**Problems**
- A) According to the sketchbook entry, in what year was the sketchbook accepted by the nation as part of the Turner Bequest?
- B) From the sketchbook entry, quote the part starting with "Composition Studies sketchbook" and going on through "dated ‘[1]801’ (trimmed)".

J.M.W. Turner: Sketchbooks, Drawings and Watercolours

ISBN 978-1-84976-386-8

Composition Studies sketchbook c.1805

Turner Bequest LXV 1–30
Sketchbook bound in marbled paper covers
30 leaves and endpapers of cream laid writing paper; page size 118 x 184 mm; watermark ‘J Lar[king]’ with crowned fleur-de-lys emblem lettered ‘L’ and dated ‘[1]801’ (trimmed)
Made by John Larking, of Upper Paper Mill, East Malling, Kent
Inscribed by Turner in ink ‘117’ on white wove paper label, 20 x 55mm, pasted around spine
Numbered 366 as part of the Turner Schedule in 1854 and endorsed by the Executors of the Turner Bequest, Henry Scott Trimmer, Charles Lock Eastlake and John Prescott Knight, in ink ‘No 366 | 6 leaves of pen and & ink sketches | H. S Trimmer’ and in pencil ‘C.L.E’ and ‘JPK’ inside front cover, top centre
Blind-stamped with Turner Bequest monogram front cover, top left, and inside front cover, towards top left
Stamped ‘LXV’ front cover, top right
Inscribed in pencil ‘LXV’ inside front cover, top centre
Stamped in black ‘LXV’ inside front cover, top left
Accepted by the nation as part of the Turner Bequest 1856
This book comprises rapid ink sketches of buildings and trees in riverside settings, and despite their slightness they are recognisable as rural River Thames subjects, here dated to about 1805 by comparison of their subjects and style with other sketchbook drawings of the period. The minimal previously published commentary on the subjects amounts to the half-page checklist in Finberg’s 1909 Inventory,1 later summarised by Gerald Wilkinson: ‘Six pen and ink castles, with numbers in skies’.2 This echoes John Ruskin’s endorsement on a wrapper recorded by Finberg: ‘366. Inv. Valueless, but curious studies with numerals in skies.’3 These numbers, from ‘1’ to ‘6’ may represent relative tones as a shorthand notation to save the extensive use of hatching or wash, in the somewhat ad hoc system Turner occasionally employed in landscape and sky studies; see for example a 1799 drawing of clouds in the Dolbadarn sketchbook (Tate D02007; Turner Bequest XLVI 10a), or an 1809 view of mountains in the Sandycombe and Yorkshire sketchbook (Tate D08969; Turner Bequest CXXVII 5).

Entries from a dataset:
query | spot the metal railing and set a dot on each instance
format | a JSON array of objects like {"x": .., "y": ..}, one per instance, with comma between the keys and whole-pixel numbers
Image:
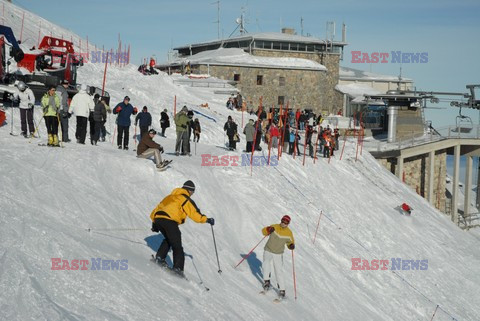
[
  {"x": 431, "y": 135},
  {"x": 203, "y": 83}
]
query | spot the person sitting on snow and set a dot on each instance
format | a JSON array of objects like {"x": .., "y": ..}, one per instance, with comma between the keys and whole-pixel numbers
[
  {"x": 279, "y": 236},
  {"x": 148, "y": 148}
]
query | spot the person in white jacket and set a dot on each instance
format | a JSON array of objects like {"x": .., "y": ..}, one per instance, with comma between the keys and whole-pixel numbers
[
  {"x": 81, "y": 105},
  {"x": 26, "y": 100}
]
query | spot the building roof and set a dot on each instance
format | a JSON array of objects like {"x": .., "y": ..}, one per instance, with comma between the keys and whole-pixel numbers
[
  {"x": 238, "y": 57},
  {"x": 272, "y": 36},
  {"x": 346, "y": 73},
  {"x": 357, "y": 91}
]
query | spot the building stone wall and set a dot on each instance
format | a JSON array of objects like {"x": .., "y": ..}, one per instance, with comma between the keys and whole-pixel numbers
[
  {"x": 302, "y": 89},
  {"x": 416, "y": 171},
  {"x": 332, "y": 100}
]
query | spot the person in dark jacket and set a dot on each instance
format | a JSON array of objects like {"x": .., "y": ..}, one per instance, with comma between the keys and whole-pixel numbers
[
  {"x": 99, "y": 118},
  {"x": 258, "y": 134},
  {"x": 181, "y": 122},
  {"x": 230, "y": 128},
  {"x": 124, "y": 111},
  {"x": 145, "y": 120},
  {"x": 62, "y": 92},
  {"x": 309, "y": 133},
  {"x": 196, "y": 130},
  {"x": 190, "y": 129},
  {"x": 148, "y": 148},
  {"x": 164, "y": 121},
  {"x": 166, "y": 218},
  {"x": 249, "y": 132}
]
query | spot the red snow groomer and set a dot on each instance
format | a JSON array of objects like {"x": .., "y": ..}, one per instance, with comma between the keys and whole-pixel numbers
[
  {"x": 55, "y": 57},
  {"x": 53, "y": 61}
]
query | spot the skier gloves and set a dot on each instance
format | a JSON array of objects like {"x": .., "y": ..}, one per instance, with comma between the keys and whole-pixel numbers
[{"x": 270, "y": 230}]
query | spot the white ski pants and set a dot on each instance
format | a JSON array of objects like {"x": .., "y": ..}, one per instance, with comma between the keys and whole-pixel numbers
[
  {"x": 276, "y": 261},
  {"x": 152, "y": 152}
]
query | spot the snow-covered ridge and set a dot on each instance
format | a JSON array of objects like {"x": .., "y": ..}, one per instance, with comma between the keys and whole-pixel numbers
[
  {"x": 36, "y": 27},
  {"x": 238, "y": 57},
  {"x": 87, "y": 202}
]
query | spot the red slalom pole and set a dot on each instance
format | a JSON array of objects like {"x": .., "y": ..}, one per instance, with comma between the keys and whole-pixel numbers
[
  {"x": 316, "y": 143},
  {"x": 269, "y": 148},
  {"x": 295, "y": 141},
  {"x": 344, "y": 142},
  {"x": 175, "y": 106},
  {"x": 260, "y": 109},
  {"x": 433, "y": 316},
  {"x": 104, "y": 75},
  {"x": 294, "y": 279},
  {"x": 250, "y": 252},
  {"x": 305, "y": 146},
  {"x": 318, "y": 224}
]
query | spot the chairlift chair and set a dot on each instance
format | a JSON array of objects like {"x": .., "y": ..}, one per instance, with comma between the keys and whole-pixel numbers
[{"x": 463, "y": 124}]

**Outputs for the tasks**
- A) 1856

- B)
Composition Studies sketchbook c.1805

Turner Bequest LXV 1–30
Sketchbook bound in marbled paper covers
30 leaves and endpapers of cream laid writing paper; page size 118 x 184 mm; watermark ‘J Lar[king]’ with crowned fleur-de-lys emblem lettered ‘L’ and dated ‘[1]801’ (trimmed)